[Excerpts from a dataset on pointing at objects]
- - - - - - -
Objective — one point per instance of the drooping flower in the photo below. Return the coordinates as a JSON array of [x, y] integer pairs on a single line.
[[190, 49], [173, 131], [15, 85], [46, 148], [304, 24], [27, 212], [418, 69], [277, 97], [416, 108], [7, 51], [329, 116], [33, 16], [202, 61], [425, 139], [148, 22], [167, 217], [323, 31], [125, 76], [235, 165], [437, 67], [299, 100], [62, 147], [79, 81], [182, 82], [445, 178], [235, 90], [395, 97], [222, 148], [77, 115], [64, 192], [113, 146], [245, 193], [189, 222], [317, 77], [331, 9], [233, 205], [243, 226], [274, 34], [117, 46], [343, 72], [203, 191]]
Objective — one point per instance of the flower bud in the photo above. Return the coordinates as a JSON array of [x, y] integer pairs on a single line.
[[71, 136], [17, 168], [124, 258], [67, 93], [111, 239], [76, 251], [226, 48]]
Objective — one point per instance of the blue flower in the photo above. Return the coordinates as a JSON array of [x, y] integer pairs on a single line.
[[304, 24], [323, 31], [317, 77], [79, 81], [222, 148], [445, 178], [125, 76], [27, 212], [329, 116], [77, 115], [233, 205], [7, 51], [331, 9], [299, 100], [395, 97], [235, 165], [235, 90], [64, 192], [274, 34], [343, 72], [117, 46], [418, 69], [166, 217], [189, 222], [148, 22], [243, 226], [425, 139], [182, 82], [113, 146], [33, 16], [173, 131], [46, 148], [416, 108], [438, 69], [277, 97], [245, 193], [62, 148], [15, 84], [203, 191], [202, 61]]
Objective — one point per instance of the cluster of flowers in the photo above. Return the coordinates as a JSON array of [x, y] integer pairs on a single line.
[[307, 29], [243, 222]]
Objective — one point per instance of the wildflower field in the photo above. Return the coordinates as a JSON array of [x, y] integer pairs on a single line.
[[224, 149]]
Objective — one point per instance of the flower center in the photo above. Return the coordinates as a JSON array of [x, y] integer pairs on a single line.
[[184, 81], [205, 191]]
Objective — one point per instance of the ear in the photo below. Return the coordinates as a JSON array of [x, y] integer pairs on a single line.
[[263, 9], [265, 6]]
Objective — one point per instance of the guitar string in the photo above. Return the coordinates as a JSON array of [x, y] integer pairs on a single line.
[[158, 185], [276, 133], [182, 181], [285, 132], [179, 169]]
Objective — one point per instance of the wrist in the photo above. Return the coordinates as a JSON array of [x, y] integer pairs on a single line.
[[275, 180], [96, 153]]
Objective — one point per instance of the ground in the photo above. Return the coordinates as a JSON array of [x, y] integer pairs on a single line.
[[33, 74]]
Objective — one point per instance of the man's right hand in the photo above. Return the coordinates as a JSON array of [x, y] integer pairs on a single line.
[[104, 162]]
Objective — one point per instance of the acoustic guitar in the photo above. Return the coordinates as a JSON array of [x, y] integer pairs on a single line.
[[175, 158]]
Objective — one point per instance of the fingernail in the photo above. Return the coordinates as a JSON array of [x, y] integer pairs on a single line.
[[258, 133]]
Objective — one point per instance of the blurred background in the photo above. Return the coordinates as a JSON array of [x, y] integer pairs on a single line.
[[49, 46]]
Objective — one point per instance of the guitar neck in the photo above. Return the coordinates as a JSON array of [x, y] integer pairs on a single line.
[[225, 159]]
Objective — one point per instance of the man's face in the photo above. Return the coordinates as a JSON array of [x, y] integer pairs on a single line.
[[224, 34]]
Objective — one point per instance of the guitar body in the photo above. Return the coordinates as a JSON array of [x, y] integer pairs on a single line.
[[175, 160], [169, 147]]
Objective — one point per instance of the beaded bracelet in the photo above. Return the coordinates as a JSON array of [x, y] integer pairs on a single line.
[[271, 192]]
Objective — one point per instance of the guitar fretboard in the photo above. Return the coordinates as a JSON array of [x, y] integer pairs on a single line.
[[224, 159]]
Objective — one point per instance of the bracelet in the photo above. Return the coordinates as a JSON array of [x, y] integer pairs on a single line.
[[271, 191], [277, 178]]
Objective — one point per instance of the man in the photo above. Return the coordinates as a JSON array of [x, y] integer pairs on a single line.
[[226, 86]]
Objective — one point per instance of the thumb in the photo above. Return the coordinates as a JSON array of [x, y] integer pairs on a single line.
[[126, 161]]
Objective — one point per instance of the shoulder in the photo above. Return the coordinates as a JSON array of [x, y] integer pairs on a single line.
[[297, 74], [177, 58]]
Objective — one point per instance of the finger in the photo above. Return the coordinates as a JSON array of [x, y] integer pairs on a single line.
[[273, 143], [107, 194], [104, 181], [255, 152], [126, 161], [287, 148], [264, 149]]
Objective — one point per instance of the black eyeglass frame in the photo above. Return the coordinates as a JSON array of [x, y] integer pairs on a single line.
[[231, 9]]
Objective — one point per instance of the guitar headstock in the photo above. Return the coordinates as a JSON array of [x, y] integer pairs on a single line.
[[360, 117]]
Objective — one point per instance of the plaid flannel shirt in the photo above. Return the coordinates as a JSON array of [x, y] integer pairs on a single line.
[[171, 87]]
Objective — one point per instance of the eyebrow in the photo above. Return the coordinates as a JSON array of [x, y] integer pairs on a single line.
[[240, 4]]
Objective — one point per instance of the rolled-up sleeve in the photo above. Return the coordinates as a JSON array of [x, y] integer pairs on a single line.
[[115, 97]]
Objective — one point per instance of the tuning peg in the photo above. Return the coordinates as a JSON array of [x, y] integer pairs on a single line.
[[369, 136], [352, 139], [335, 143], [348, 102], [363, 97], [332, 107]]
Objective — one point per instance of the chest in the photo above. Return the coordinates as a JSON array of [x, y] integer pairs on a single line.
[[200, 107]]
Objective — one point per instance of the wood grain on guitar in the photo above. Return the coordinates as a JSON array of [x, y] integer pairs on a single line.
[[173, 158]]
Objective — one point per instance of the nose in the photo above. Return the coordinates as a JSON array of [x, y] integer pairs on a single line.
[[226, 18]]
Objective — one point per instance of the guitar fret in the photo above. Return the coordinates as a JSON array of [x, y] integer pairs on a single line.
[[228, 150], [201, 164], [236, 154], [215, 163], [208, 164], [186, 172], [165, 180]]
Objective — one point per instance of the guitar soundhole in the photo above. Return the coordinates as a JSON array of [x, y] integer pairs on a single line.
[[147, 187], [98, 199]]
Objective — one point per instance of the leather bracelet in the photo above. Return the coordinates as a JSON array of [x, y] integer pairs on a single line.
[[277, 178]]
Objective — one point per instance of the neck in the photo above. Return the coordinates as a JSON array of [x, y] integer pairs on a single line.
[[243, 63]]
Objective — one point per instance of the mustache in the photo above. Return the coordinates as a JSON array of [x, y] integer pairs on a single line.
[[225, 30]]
- - - - - - -
Task brief: Swap "integer pairs" for "whole-number pairs" throughout the material above, and reproduce everything else unchanged.

Exercise output:
Objective — one point per instance of the drooping flower in the photo below. Return the coordinates as a JSON array of [x, y] whole-number pairs on a single line.
[[190, 49], [173, 131], [15, 85], [46, 148], [304, 24], [27, 212], [418, 69], [277, 97], [416, 108], [7, 51], [329, 116], [33, 16], [202, 61], [425, 139], [148, 22], [167, 217], [323, 31], [125, 76], [235, 165], [437, 67], [299, 100], [62, 147], [79, 81], [182, 82], [445, 178], [235, 90], [395, 97], [222, 148], [77, 115], [64, 192], [113, 146], [245, 193], [189, 222], [317, 77], [331, 9], [233, 205], [243, 226], [274, 34], [117, 46], [343, 72], [203, 191]]
Objective — one point per instance of the flower bud in the photo above. Return the coordinates as a JSON array of [x, y] whole-number pairs on a single line.
[[71, 136], [17, 168], [124, 258], [67, 93], [111, 239], [76, 251], [226, 48]]
Objective — one point per instance of the blue flower in the photo above. Return the coordinates as a JSON array of [x, y] whole-number pairs on a single line.
[[304, 24], [323, 31], [317, 77], [79, 81], [222, 148], [445, 178], [125, 76], [27, 212], [329, 116], [77, 115], [233, 205], [7, 51], [331, 9], [299, 100], [395, 97], [235, 165], [235, 90], [64, 192], [274, 34], [343, 72], [117, 46], [418, 69], [166, 217], [189, 222], [148, 22], [243, 226], [425, 139], [182, 82], [113, 146], [33, 16], [173, 131], [46, 148], [416, 108], [438, 69], [277, 97], [245, 193], [62, 148], [15, 84], [203, 191], [202, 61]]
Objective — one point per instance of the cluster of flowers in the photo above. Return the coordinates as a JSON array of [x, y] whole-number pairs on a single line.
[[307, 29], [243, 222]]
Objective — one point per instance of the wildflower field in the photo above. Return the coordinates as a JSON array of [x, y] whole-number pairs on a single line.
[[224, 149]]
Objective — one point per instance of the flower center in the photo above. Return the coordinates as a JSON array of [x, y] whole-number pairs on a single line.
[[184, 81], [205, 191]]
Objective — one point per instance of the ear in the photo below. Return the coordinates as a JSON array of [x, y] whole-number pairs on a single line.
[[263, 9], [265, 6]]
Objective — one point per instance of the guitar string in the photo above. Return the coordinates as a JSON array of [x, y] whole-number pairs on a single line.
[[158, 185], [276, 133], [182, 181], [285, 132], [179, 169]]
Objective — one point per instance of the wrist in the photo above. Return the coordinates as a JSON array of [x, y] whole-number pairs on a single line.
[[275, 180], [96, 153]]
Objective — one point per instance of the ground in the photo above. Return the coordinates as a JSON array of [x, y] whole-number pairs on a single line.
[[33, 74]]
Objective — one point per instance of the man's right hand in the photo above. Return the coordinates as a JSON array of [x, y] whole-number pairs on a single line.
[[104, 162]]
Objective — one point per instance of the acoustic guitar in the photo above. Return the coordinates as a JSON array of [x, y] whole-number pairs on a single line.
[[175, 158]]
Objective — one point per instance of the fingernail in the photo above. Return the coordinates as a JSON array of [x, y] whole-number pairs on a single line.
[[258, 133]]
Objective — one point per instance of the blurred background in the photo above. Return the coordinates as a JSON array of [x, y] whole-number pairs on a single line.
[[49, 46]]
Objective — one point per instance of the guitar neck in the photo above. Return the coordinates as a JSON array of [x, y] whole-number pairs on a single line.
[[225, 159]]
Objective — one point per instance of the man's face in the photo above. Return the coordinates as a JSON array of [x, y] whole-number pairs on a single line.
[[224, 34]]
Objective — one point per instance of the guitar body in the photo above. Return the coordinates as a JSON array of [x, y] whole-number pairs on a single line.
[[175, 160], [169, 147]]
Objective — one point per instance of the beaded bracelet in the photo above. Return the coordinates as a JSON array of [x, y] whole-number pairs on a single line.
[[271, 192]]
Objective — one point per instance of the guitar fretboard in the photo above. Return the coordinates as a JSON array of [x, y] whole-number pairs on a single line.
[[224, 159]]
Objective — one point per instance of the bracelet in the photo above. Return the coordinates as a JSON array of [x, y] whole-number pairs on a single line.
[[271, 191], [277, 178]]
Objective — one point per instance of the man in the photo above. Return the coordinates as a JSON array of [x, y] whole-number pairs on a single line.
[[226, 86]]
Objective — one point per instance of the thumb in the photo above. Return the coordinates as a JSON array of [x, y] whole-number pairs on a single line.
[[126, 161]]
Objective — one point per instance of the shoulder in the photo above. Return the coordinates as a JSON array of [x, y] whole-number pairs on a single line.
[[297, 74], [177, 58]]
Objective — one point per instance of the finger in the photo above. Return the coordinates as a JSON array of [x, y] whole-number pairs on a single line.
[[273, 143], [107, 194], [104, 181], [255, 152], [126, 161], [287, 148], [264, 149]]
Objective — one point per instance of the black eyeglass frame in the photo above. Return the coordinates as a JSON array of [x, y] whole-number pairs on a single line.
[[231, 9]]
Objective — one point per instance of the guitar headstock in the photo above. Return the coordinates as a JSON array of [x, y] whole-number pairs on a single line.
[[360, 117]]
Objective — one point per instance of the plaid flannel shirt in the photo above. Return the coordinates as a JSON array of [x, y] whole-number pairs on a single line.
[[171, 87]]
Objective — one point per instance of the eyebrow in the photo above. Return the coordinates as a JSON array of [x, y] whole-number pairs on a single line.
[[240, 4]]
Objective — one point per instance of the rolled-up sleeve in the photo above. Return the coordinates as a JSON array of [x, y] whole-number pairs on a single line.
[[115, 97]]
Objective — one point per instance of the tuning peg in the photo above. Return the coordinates as a JSON array of [x, y] whole-number pairs on a single line.
[[369, 136], [352, 139], [335, 143], [348, 102], [363, 97], [332, 107]]
Objective — one point per instance of the chest in the photo above. Return the coordinates as a JSON array of [x, y] whole-number pairs on a single line.
[[200, 107]]
Objective — one point per instance of the wood grain on guitar in the photo above. Return the coordinates as a JSON array of [x, y] whole-number pairs on a single line.
[[173, 158]]
Objective — one point per instance of the nose in the photo above. Return the coordinates as a JSON array of [x, y] whole-number pairs on a single line.
[[226, 18]]
Objective — one point per instance of the guitar fret in the photo above. Return the coordinates as a JSON array of [x, y] whole-number pairs on a single line.
[[228, 150], [201, 164], [236, 154], [215, 163], [208, 164], [186, 172], [165, 180]]
Objective — one point per instance of the guitar soundhole in the photo above. Return the coordinates as a JSON array of [x, y] whole-number pairs on a single line.
[[147, 187], [98, 199]]
Objective — one point per instance of the leather bracelet in the photo above. Return the coordinates as a JSON array of [x, y] whole-number pairs on a single line.
[[277, 178]]
Objective — one point per instance of the neck in the photo above. Return the coordinates as a JSON array of [x, y] whole-number pairs on a single line.
[[243, 63]]
Objective — one point per instance of the mustache in the photo above. Return the coordinates as a JSON array of [x, y] whole-number pairs on a single line.
[[225, 30]]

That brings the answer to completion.